Top of PROVIDED INFORMATION

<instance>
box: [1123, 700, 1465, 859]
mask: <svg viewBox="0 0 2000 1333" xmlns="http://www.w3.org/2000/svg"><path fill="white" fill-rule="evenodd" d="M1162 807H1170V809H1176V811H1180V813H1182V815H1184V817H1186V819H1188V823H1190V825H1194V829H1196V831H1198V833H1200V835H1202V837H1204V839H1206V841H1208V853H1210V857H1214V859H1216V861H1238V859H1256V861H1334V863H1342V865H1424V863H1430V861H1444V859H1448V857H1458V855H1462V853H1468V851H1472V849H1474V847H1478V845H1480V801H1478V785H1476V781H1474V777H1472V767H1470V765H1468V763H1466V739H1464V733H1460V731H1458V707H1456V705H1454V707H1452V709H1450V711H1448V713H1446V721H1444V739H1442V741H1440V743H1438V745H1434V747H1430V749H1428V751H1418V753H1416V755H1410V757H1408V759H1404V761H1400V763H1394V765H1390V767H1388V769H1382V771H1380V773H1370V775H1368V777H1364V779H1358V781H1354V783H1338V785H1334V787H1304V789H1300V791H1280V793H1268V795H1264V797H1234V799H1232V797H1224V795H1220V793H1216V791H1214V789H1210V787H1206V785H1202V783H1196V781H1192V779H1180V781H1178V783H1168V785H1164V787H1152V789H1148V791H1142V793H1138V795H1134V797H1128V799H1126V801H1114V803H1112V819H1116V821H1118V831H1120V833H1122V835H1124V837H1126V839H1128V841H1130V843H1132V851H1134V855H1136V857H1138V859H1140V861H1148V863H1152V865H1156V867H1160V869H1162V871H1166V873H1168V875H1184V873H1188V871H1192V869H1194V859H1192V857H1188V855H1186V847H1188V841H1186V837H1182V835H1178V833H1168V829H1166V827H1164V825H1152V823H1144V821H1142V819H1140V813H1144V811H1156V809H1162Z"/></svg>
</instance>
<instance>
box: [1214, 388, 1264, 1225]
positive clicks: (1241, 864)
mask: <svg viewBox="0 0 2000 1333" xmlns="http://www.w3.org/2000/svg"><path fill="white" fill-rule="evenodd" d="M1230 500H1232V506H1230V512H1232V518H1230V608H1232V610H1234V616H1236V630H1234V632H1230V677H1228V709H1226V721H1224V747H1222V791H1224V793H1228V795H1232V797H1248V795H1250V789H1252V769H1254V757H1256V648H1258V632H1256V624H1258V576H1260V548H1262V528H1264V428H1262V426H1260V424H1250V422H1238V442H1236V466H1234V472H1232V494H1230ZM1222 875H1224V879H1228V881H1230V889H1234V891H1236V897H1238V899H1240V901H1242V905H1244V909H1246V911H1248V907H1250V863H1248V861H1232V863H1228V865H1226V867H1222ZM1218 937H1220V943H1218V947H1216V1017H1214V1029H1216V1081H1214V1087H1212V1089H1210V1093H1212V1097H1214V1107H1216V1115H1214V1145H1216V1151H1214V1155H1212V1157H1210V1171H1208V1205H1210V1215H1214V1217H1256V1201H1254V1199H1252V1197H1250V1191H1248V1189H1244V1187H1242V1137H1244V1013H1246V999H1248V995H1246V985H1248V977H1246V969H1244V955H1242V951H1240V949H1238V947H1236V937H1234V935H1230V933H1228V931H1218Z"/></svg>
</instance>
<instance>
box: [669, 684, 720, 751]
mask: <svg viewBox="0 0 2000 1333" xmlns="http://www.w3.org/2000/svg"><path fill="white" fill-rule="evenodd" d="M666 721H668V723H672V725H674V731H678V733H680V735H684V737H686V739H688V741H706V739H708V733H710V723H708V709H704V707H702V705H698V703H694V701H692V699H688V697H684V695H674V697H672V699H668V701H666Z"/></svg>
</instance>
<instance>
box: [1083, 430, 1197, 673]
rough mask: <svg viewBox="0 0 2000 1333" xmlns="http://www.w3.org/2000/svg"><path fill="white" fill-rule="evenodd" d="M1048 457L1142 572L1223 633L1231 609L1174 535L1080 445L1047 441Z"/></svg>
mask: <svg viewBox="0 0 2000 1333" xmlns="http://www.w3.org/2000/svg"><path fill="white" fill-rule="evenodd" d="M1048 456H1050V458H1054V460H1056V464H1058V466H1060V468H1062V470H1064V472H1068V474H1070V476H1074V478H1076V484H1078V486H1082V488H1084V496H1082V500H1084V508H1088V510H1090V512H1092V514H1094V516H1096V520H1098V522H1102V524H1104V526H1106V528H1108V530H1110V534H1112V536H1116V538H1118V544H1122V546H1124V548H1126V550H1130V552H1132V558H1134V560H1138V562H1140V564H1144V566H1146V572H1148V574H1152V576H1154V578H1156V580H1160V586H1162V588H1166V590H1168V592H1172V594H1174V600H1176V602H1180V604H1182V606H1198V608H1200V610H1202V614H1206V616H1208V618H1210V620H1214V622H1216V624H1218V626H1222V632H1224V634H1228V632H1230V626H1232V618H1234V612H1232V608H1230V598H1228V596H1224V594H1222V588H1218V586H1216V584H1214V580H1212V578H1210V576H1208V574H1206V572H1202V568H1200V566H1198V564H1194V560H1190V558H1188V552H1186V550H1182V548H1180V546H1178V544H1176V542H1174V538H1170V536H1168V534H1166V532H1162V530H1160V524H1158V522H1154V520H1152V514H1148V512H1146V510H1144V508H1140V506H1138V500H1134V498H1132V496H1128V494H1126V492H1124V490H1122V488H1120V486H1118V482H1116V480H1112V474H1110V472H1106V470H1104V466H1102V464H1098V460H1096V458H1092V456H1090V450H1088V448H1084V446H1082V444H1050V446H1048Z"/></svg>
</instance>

Bottom of PROVIDED INFORMATION
Top of PROVIDED INFORMATION

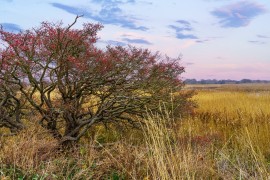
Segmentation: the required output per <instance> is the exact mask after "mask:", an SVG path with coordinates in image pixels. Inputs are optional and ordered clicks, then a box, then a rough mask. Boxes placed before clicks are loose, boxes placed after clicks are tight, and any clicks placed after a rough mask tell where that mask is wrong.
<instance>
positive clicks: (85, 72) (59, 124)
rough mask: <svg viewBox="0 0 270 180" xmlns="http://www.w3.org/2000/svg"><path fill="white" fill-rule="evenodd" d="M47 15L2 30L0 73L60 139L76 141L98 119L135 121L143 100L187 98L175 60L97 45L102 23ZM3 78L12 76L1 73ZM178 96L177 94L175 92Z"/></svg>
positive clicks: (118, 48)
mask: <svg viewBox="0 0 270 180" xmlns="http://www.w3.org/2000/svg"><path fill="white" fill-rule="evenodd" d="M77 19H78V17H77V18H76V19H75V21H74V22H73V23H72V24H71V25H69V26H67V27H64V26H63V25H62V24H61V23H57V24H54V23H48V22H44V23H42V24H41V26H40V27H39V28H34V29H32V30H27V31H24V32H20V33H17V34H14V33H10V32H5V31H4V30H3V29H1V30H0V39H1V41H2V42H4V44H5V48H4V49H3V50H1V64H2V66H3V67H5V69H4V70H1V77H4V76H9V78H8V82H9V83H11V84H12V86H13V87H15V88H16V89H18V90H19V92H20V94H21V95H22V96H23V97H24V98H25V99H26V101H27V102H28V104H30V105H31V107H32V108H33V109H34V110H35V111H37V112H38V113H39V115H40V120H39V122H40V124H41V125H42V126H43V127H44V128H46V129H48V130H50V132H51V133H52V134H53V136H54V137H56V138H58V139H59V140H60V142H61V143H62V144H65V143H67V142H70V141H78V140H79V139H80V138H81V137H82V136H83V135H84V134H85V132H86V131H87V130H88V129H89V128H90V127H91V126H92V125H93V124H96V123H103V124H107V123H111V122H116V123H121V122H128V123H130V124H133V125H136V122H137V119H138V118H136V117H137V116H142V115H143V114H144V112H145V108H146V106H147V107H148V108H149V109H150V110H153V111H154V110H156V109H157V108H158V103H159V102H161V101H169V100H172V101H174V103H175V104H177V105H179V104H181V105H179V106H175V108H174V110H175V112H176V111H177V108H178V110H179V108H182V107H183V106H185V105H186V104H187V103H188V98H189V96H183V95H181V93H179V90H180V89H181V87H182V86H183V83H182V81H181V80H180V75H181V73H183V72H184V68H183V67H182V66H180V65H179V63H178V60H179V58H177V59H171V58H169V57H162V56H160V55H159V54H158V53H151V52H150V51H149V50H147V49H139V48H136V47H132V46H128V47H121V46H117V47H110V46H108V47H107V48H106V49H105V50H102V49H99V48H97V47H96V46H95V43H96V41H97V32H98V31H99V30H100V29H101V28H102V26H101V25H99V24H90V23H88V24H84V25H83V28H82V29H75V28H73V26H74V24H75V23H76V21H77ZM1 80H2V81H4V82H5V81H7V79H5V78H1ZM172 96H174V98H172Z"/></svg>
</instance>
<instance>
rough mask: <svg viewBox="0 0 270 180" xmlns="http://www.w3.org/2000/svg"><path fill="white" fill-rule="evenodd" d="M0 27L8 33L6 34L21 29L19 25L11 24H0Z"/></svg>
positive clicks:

Bottom of PROVIDED INFORMATION

DIRECTIONS FOR THIS TASK. What is asked for is an exact copy of the lines above from the one containing "Segmentation: the required" through the one containing "15L2 30L0 73L60", and only those.

RESULT.
Segmentation: the required output per <instance> is the exact mask after "mask:", an SVG path with coordinates in image pixels. Inputs are optional and ordered clicks, then a box, then a rough mask. Boxes placed before clicks are loose, boxes placed after clicks are tight, and any clicks placed after a rough mask tell where that mask is wrong.
<instance>
positive clicks: (85, 72) (59, 124)
rough mask: <svg viewBox="0 0 270 180" xmlns="http://www.w3.org/2000/svg"><path fill="white" fill-rule="evenodd" d="M47 15L2 30L0 73L60 139L76 141L98 119L135 121L143 100L187 98L175 60L97 45L102 23ZM3 78L12 76L1 73ZM178 96L177 94L175 92Z"/></svg>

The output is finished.